From the records below, pull out and copy every line that contains the string "side", matching case exactly.

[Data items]
+---+

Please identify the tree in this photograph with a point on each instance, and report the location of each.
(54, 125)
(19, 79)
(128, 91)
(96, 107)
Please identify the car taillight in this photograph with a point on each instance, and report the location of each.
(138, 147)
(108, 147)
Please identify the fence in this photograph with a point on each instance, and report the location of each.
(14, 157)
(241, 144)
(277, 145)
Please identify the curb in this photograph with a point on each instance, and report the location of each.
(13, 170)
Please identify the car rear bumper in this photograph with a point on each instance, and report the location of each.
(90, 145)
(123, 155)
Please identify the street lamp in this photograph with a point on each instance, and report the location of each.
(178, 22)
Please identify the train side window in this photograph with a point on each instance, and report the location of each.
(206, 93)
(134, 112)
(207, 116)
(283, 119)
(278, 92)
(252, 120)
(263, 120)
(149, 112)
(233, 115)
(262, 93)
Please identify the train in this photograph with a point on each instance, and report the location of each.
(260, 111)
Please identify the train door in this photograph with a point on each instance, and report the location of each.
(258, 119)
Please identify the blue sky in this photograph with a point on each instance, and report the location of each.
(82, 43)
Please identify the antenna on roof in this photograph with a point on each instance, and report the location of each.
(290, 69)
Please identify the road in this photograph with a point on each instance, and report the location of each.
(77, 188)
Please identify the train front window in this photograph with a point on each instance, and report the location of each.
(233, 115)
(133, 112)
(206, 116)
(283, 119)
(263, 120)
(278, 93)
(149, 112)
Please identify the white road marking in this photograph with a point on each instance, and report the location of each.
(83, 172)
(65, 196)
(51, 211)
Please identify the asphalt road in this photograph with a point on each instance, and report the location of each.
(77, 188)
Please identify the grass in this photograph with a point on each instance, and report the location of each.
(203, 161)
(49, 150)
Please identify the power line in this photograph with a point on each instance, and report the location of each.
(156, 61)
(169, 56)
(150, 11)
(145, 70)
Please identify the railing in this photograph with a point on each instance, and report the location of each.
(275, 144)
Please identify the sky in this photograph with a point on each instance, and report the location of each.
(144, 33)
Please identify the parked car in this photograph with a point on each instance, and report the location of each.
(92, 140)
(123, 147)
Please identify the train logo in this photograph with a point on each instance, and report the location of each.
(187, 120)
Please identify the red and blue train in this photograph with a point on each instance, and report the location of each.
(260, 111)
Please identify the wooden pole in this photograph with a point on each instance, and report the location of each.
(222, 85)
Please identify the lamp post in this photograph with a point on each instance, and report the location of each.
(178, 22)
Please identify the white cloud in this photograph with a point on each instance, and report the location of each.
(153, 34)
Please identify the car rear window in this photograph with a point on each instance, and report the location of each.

+---+

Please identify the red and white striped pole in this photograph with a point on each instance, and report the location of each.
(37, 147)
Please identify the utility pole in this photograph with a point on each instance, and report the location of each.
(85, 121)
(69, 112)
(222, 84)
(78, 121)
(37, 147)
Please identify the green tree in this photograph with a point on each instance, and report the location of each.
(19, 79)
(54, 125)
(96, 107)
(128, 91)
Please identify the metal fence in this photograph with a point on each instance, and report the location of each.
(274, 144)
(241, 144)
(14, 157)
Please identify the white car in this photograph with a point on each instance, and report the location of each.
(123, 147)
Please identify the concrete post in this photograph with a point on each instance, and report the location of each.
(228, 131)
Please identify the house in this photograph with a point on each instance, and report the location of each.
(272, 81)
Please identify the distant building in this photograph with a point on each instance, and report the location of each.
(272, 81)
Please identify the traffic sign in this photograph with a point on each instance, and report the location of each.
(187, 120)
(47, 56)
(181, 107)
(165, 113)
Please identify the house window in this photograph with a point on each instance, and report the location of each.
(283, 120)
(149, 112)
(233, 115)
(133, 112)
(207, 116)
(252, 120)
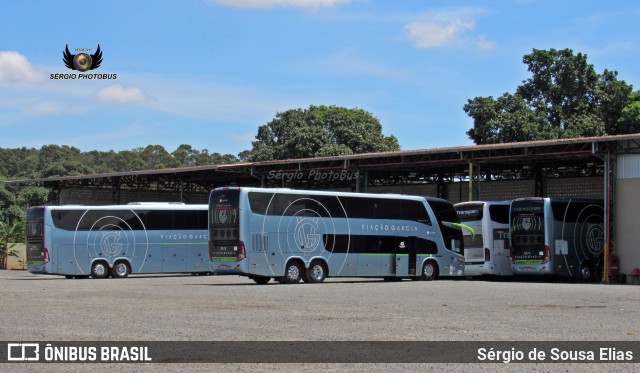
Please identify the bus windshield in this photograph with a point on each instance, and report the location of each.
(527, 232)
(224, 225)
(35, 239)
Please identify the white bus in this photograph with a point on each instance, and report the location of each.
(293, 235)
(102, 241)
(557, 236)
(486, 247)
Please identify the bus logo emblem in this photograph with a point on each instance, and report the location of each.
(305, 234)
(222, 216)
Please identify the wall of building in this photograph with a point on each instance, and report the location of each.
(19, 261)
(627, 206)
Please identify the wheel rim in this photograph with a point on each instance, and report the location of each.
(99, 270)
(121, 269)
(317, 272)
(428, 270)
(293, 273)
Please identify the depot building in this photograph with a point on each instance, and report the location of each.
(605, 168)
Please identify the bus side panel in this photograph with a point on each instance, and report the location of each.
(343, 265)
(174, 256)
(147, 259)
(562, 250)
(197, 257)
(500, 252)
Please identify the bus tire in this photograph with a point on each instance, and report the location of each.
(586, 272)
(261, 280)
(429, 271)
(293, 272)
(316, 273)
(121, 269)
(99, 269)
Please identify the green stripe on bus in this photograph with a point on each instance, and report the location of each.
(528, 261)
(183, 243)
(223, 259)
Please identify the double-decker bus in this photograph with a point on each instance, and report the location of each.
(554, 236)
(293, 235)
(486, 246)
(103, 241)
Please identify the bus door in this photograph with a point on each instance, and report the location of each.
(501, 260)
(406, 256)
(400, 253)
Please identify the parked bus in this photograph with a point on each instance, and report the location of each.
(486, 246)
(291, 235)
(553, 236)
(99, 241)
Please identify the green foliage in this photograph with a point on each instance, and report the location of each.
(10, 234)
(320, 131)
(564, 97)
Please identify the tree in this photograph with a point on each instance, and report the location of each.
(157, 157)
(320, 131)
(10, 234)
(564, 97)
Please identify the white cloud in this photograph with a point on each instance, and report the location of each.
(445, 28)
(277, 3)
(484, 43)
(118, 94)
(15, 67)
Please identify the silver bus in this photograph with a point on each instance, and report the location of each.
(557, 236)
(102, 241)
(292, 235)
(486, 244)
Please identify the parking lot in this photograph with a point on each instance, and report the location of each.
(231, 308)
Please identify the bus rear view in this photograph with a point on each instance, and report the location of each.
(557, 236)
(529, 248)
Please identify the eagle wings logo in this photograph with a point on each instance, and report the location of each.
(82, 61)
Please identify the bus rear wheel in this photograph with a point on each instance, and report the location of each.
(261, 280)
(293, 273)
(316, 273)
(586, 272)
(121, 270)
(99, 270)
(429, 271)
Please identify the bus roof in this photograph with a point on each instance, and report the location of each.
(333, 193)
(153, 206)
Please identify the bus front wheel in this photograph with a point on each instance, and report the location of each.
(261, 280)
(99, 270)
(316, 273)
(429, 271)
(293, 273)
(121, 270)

+---+

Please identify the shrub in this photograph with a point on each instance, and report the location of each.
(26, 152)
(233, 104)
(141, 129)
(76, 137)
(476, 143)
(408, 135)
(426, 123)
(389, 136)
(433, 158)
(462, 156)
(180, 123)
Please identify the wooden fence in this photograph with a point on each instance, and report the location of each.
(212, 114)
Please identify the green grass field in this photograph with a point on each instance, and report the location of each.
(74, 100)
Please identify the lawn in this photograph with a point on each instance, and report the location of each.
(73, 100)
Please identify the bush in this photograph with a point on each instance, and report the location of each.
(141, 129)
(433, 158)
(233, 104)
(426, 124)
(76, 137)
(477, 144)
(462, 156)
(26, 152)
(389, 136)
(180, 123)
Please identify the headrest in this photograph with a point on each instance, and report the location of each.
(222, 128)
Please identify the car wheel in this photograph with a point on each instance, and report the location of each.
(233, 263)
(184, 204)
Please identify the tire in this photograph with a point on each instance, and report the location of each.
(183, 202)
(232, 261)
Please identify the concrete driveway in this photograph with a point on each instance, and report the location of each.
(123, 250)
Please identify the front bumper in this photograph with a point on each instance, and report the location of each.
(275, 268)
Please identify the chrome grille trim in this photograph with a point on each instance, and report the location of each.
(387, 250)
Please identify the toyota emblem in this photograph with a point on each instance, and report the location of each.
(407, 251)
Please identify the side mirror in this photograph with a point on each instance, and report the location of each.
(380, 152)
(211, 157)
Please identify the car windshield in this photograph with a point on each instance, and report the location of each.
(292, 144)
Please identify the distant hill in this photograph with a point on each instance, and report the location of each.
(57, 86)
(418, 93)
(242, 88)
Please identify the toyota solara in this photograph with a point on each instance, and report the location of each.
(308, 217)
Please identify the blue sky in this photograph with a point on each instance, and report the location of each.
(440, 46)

+---+

◆ EXPECTED ANSWER ◆
Please identify the train side window in this photograph with a point on each instance, and report the location of each.
Please identify the bus side panel in this photograph with a point on each instance, and report the location of each.
Please identify the side mirror in this photograph with a point on each instance, and report the location of each.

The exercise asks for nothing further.